# [Problem to work on]
Shift every point coordinate in the answers of the records below by adding 67 to each number. Write out all the lines again, requests included, and leave the pictures out.

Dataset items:
————

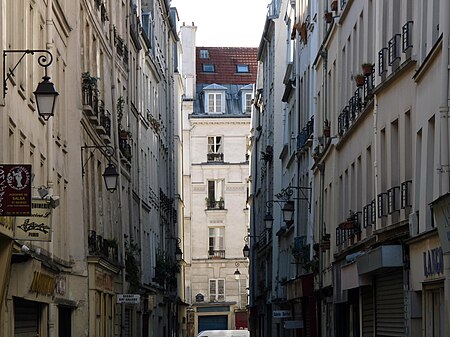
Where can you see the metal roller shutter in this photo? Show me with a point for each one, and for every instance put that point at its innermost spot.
(26, 318)
(216, 322)
(389, 304)
(367, 311)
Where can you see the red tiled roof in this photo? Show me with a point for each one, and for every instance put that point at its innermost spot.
(225, 60)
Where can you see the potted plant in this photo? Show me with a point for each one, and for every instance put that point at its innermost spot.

————

# [Response below]
Where can you see the metal roller shutter in this photo? Show me with a point for each one, and for every instance put that point at its innermost spot.
(93, 385)
(283, 389)
(456, 371)
(434, 378)
Where can you see the red tiled roof in this photo? Show me with a point for each one, and for every instance put that point at its innermost spot.
(292, 127)
Where can you see the potted plant in this photo? Show me with a point for each one, and for every instance put that point at its innermost spot.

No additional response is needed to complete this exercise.